-- Fragmento seleccionado --
----------
Guerra Civil y franquismo: el legado inseparable
La memoria del franquismo está estrechamente ligada a la de la Guerra Civil: lo quiso así su fundador, lo elevaron a dogma los vencedores y lo hubieron de sufrir los vencidos. Aquellos decretaron que la lucha había sido inevitable y una gozosa ocasión de heroico martirio, además de la justificación perpetua de su poder político. Sin embargo, España no fue el único país europeo cuyo siglo xx estuvo marcado a fuego por una guerra civil. Bajo el horror general de la Segunda Guerra Mundial hallamos los rescoldos de muchas: las hubo en Francia e Italia, en Hungría y Rumania, en Finlandia y en Grecia (en este caso inmediatamente después de 1945). Tampoco fue la franquista la única dictadura del continente, ni siquiera la más vetusta. La portuguesa, más burocrática y reaccionaria que totalitaria, se mantuvo entre 1928 y 1974. El salazarismo cayó casi a la vez que la dictadura de los coroneles griegos (1967-1974), impuesta por la torpeza de la gestión política propia y la colaboración de algunos paranoicos servicios secretos. Y ambas caídas señalaron el rumbo del franquismo postrero, cuyo eclipse se produjo, sin embargo, a lo largo de una laboriosa transición que se inició antes de la muerte del dictador –quizá en el laberinto de cábalas y sobresaltos del periodo 1969-1974 y como consecuencia diferida de los reajustes económicos entre 1956 y 1962– y seguramente se prolongó hasta la firma del tratado de adhesión a las Comunidades Europeas, en vigor desde enero de 1986.
Lo sucedido en la España del siglo xx no fue esa llamativa excepción europea que a veces se ha querido vincular a rasgos étnicos, a sombríos legados históricos o a la maldición de una injusta “leyenda negra”. Pero esa interesada percepción catastrofista tuvo la virtud de alimentar el rencor de muchos pesimistas, desmovilizó numerosas ilusiones y, lo que es peor, dio alas al propio franquismo para considerarse como salvador de España, y al cabo incluso para presentarse como una vía singular y nacional hacia un futuro de autoritarismo mitigado y de apogeo económico.
Memoria de vencedores, memoria de vencidos
La contienda armada de 1936 fue muy larga porque Franco y los suyos querían una victoria total, acompañada de un terrible proceso de reconquista territorial. La victoria se hizo obsesivamente visible hasta 1975 porque había que administrar el tiempo y el miedo. A lo largo de la guerra, los sublevados se vieron a sí mismos como la única España posible frente a una anti-España. La propaganda oficial de la República en armas se presentó, sin embargo, como una normalidad agredida, combatió a sus partidarios más radicalizados y, al cabo, ofreció soluciones políticas de transigencia que fueron rechazadas por sus enemigos. Los sublevados predicaron no solo la destrucción de sus contrarios sino una rectificación de la historia de España que empezaba por la abominación de los siglos XVIII y XIX. En ese afán convergían un catolicismo “fascistizado” desde 1931 y un fascismo que asumió dócilmente como propios los sueños ultramontanos. Comunismo y liberalismo fueron, por igual, los enemigos denostados.
----------
-- Datos de origen --
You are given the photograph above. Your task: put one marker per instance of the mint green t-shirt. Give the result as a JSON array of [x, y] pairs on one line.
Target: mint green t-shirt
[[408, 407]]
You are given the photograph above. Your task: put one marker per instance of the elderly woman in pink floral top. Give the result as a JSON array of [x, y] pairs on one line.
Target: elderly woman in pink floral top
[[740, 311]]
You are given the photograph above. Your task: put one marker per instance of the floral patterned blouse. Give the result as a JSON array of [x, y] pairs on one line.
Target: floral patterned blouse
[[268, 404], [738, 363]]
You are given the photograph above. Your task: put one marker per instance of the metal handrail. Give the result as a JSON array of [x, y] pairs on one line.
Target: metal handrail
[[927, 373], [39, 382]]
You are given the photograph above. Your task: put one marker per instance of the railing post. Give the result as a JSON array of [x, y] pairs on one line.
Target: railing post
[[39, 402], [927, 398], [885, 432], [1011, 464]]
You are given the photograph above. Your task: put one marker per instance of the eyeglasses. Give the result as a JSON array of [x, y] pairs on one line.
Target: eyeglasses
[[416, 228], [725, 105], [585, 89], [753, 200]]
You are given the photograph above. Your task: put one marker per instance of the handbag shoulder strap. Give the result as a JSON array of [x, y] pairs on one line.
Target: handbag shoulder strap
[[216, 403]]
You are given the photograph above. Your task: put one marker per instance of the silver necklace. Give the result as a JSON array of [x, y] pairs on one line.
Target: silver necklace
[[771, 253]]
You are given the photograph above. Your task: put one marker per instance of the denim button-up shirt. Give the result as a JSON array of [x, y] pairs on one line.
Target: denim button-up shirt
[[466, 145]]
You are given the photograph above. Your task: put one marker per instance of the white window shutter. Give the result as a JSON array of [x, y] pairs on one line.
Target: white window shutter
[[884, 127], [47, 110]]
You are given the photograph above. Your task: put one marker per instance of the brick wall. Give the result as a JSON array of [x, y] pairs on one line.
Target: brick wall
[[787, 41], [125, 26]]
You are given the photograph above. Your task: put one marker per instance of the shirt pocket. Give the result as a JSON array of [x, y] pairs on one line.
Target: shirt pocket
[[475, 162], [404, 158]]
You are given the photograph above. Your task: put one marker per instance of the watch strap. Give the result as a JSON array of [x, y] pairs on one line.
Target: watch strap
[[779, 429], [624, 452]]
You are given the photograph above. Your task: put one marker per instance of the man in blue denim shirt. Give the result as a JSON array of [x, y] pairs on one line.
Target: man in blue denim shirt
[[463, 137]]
----------
-- Detalles del ejercicio --
Reanuda el fragmento sobre la Guerra Civil y el franquismo a partir de su última frase. Los registros forman un material aparte y no guardan relación con el fragmento.

-- Resultado --
Los testimonios de numerosos dirigentes republicanos –desde Manuel Azaña hasta Indalecio Prieto y Juan Negrín– demuestran que su repudio por la violencia y su congoja por las vidas inmoladas no tuvieron parangón alguno en los partidarios del bando vencedor. En la creación artística producida al calor de la guerra, los partidarios de la República hablaron más de sus sufrimientos que de sus victorias (el paradigma fue la dramática denuncia del Guernica, de Picasso) y definieron un horizonte futuro de hermandad más que de destrucción. Los delirios kitsch del Poema de la Bestia y el Ángel, de José María Pemán, no tienen nada que ver con la trémula piedad cavilosa que inspiró las elegías de Las nubes, de Luis Cernuda. Tampoco la amarga reflexión existencial de El lugar de un hombre, de Ramón J. Sender, es comparable con la fiebre juvenil de guerra y muerte en La fiel infantería, de su admirador fascista Rafael García Serrano. Las dolorosas reflexiones de Manuel Azaña en La velada en Benicarló y la noble sinceridad de Julián Zugazagoitia en Guerra y vicisitudes de los españoles contrastan con el odio y el rencor que segregan las obras destinadas a caracterizar a la “horda roja”, empezando por Raza (Anecdotario para el guion de una película), de Jaime de Andrade (pseudónimo de Franco), que vio la luz en 1942, y continuando por los estudios sobre “psiquismo del fanatismo marxista”, publicados por el psiquiatra militar Antonio Vallejo-Nájera, o los dicterios contra el progresismo liberal de los intelectuales, compilados por los autores del libelo de 1940 Una poderosa fuerza secreta. La Institución Libre de Enseñanza.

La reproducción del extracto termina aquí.